**EXERCISE INSTRUCTIONS**
In the entries below, filter for the word "tall" and copy every matching line.

Dataset items:
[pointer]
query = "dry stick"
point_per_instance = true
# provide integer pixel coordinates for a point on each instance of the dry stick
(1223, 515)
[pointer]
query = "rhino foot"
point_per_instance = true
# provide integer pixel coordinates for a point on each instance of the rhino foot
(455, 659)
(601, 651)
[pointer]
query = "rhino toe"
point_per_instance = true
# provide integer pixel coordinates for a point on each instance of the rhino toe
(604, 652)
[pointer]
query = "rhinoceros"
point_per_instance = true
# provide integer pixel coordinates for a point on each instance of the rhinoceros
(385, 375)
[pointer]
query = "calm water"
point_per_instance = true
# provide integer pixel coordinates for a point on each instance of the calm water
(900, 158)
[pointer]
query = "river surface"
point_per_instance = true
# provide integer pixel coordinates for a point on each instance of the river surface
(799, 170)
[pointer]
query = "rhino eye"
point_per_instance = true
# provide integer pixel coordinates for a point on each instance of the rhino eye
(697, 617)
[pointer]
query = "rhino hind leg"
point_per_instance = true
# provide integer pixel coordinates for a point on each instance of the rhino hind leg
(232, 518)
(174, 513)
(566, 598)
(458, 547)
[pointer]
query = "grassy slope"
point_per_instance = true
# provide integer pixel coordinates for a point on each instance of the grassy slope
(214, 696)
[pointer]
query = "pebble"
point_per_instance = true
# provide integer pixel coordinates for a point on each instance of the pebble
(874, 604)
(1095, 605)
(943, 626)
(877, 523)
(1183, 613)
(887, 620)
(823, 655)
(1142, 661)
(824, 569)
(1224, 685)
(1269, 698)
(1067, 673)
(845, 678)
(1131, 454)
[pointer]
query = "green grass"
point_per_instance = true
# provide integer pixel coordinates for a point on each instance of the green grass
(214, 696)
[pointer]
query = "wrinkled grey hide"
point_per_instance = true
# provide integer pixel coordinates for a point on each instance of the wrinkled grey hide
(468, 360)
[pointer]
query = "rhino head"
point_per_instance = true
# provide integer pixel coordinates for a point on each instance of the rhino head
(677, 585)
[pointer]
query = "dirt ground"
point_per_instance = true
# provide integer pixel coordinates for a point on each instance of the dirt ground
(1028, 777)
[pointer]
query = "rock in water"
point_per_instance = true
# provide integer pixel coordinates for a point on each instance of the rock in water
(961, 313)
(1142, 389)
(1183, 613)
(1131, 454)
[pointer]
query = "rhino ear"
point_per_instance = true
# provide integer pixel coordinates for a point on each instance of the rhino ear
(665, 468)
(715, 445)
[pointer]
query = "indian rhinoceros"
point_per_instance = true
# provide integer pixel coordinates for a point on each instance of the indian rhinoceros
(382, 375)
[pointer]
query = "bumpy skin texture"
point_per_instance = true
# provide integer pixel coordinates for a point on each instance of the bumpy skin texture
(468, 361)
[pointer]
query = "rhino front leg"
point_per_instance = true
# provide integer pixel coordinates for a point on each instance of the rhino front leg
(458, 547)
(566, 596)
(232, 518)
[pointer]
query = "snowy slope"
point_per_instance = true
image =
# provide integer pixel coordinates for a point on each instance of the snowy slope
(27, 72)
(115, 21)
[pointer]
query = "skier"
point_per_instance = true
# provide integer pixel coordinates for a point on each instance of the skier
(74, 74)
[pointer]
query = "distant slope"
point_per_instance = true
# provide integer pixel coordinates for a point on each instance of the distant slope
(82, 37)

==

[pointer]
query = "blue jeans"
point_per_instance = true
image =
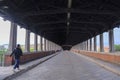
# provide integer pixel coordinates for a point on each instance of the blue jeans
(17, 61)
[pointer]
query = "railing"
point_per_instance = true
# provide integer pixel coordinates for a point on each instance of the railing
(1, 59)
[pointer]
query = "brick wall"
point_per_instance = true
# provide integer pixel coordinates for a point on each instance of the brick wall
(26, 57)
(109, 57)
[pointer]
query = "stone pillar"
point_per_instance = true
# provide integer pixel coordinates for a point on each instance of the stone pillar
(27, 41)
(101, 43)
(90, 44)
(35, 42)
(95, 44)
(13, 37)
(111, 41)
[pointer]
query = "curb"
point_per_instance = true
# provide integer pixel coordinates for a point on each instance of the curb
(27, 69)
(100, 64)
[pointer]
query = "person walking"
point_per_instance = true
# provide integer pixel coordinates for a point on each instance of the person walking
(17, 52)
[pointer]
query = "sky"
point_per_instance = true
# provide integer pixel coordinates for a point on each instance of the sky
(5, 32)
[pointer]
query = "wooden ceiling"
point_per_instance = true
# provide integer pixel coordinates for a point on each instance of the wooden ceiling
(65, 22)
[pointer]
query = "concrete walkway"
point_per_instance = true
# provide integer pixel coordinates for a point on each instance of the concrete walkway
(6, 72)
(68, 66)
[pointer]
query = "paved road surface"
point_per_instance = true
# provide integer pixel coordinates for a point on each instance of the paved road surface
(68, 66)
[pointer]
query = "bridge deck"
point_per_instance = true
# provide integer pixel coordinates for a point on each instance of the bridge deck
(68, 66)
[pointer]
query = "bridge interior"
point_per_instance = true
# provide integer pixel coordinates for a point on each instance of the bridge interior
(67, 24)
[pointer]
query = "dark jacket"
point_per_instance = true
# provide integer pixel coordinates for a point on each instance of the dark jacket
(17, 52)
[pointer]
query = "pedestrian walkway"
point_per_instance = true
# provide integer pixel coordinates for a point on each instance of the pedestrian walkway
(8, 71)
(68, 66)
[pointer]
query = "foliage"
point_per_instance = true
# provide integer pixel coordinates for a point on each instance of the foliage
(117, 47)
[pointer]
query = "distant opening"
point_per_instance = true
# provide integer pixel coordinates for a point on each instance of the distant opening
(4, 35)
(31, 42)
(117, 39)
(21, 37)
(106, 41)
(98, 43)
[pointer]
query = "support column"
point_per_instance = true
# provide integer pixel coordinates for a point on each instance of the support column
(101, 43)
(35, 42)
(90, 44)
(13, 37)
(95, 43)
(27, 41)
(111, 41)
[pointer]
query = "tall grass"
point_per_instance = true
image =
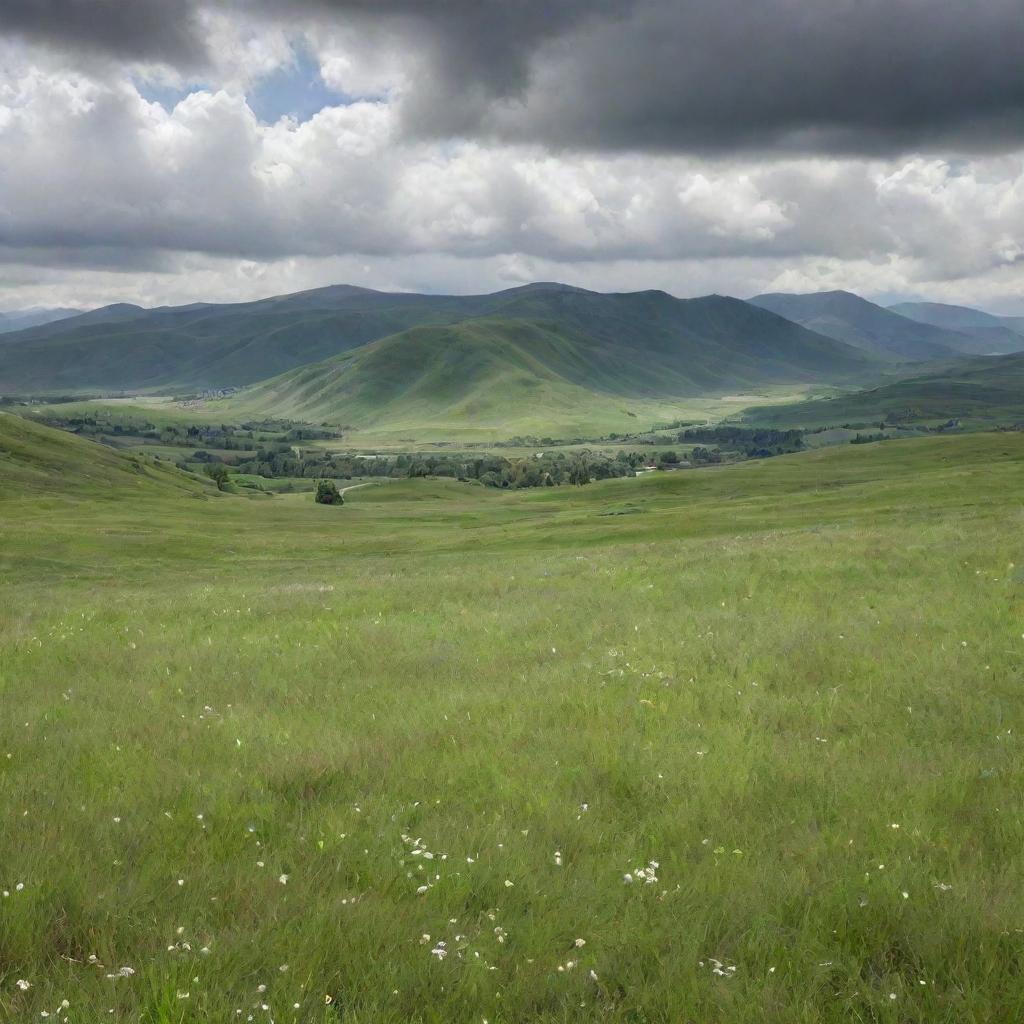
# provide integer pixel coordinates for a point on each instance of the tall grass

**SOLUTION**
query = "tall grass"
# provide integer pixel coordinates for a point on each instance of the tall grass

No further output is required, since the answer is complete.